Mas, o que me parece é que o Congresso não quer discutir questões que não figuram na lista de preocupações que alimentam os discursos nesta tribuna. O Congresso reflete a mídia; hoje é inteiramente pautado por ela e focaliza quase que só a questão da corrupção. Não que a corrupção não tenha importância. Tem, mas é preciso tratar de outras questões. A corrupção está sendo tratada nas Comissões Parlamentares de Inquérito. Tudo bem que vez por outra o tema seja abordado aqui no Senado porque se trata de uma questão muito importante, mas não lhe pode ser dado um enfoque tão importante, capaz de obstruir a discussão e o debate sobre essas outras matérias que vão definir o destino do Brasil, da população, do povo brasileiro.

Mas, claro, é mais fácil discutir a corrupção porque dá mídia e, dando mídia, dá votos. Também interessa à mídia discutir a corrupção porque o escândalo dá manchete e aumenta a venda de jornal, ao passo que a discussão dessas outras matérias relativas ao destino do Brasil não suscita o mesmo interesse pelos jornais na medida em que não diz respeito ao que o cidadão comum considera o seu interesse imediato. Que não haja desvio de recursos públicos, convenhamos, é muito importante, mas não a ponto de obliterar a discussão de outras matérias que também são decisivas ou mais decisivas porque são polêmicas, ao passo que a questão da corrupção não é polêmica. Todo mundo, em princípio, é contra a corrupção. Todo mundo, em princípio, é a favor da honestidade nos gastos públicos. O que divide as opiniões, que polemiza, enfim, que apresenta o contencioso político são as questões a que me refiro e que não têm merecido a devida atenção no Congresso Nacional e nem mesmo no debate dos candidatos à Presidência da República, se bem que esses debates, na verdade, só vão ocorrer, com mais profundidade, a partir de 15 de agosto. O fato é que o Congresso Nacional se tornou menos político e mais eleitoral, isto é, busca mais as matérias que refletem na mídia e produzem resultados eleitorais.

● TAREFAS:
1) Segundo o trecho do discurso, em que instância a corrupção está sendo tratada?
2) Substitua "mídia" por "imprensa" no trecho do discurso entre "Mas, o que me" e "do povo brasileiro.", inclusive, e apresente essa parte já com a troca.

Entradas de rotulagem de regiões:
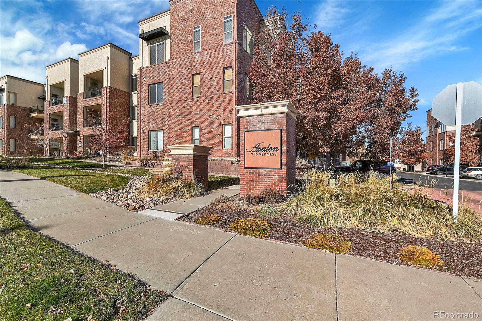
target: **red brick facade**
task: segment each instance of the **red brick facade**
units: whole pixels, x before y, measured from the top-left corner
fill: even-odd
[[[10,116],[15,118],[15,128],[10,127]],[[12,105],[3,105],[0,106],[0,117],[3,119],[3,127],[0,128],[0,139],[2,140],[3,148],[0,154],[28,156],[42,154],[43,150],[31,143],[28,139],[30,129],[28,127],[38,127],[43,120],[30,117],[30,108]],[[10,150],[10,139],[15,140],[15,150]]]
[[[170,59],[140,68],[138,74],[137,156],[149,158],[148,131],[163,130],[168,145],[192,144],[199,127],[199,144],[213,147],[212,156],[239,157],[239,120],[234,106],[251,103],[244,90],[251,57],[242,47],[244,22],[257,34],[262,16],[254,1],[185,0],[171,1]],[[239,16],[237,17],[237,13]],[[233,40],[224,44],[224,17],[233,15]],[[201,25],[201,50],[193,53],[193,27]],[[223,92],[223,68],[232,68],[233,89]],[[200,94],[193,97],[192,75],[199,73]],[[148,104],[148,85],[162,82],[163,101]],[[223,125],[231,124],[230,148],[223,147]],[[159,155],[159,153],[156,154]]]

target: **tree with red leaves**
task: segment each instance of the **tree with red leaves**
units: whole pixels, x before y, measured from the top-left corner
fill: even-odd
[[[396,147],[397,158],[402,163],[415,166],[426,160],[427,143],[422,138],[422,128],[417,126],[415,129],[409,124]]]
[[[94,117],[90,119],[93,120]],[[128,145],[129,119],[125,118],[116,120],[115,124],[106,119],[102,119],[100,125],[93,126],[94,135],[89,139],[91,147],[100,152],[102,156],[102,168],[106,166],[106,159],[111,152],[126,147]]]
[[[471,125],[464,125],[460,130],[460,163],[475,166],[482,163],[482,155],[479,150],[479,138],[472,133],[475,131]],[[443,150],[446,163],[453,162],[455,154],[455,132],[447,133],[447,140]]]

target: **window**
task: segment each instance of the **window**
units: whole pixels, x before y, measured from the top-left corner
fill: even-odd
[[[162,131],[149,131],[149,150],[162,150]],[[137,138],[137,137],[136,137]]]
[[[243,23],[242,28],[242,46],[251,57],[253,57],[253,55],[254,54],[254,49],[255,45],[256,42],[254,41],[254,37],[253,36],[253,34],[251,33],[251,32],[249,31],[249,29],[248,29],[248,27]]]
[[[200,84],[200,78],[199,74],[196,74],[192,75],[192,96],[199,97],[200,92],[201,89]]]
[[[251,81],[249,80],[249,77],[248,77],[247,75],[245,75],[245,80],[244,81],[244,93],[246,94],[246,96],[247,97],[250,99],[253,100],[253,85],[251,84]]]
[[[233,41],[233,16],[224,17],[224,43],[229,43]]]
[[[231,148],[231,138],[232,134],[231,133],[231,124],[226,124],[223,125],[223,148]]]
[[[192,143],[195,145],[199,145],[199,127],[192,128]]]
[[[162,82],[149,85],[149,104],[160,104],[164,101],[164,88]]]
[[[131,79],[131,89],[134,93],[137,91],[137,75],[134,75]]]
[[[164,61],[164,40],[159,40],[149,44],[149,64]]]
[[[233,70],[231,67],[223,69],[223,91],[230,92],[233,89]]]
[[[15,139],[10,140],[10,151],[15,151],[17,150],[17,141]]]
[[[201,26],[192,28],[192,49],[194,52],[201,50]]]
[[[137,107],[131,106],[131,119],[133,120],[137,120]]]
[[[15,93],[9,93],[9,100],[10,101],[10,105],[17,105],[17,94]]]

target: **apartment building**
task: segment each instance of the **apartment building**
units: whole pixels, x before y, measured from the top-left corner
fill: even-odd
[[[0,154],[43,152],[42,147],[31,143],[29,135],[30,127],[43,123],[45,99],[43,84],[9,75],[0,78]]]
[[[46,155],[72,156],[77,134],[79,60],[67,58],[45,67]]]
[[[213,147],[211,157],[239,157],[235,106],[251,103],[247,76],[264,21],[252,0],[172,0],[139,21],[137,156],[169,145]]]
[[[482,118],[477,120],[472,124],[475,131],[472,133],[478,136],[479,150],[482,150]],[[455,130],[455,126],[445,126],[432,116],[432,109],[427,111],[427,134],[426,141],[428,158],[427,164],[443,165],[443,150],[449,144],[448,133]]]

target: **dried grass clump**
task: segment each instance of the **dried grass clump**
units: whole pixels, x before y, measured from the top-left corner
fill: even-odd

● RESPOSTAS:
1) Nas Comissões Parlamentares de Inquérito.

2)
Mas, o que me parece é que o Congresso não quer discutir questões que não figuram na lista de preocupações que alimentam os discursos nesta tribuna. O Congresso reflete a imprensa; hoje é inteiramente pautado por ela e focaliza quase que só a questão da corrupção. Não que a corrupção não tenha importância. Tem, mas é preciso tratar de outras questões. A corrupção está sendo tratada nas Comissões Parlamentares de Inquérito. Tudo bem que vez por outra o tema seja abordado aqui no Senado porque se trata de uma questão muito importante, mas não lhe pode ser dado um enfoque tão importante, capaz de obstruir a discussão e o debate sobre essas outras matérias que vão definir o destino do Brasil, da população, do povo brasileiro.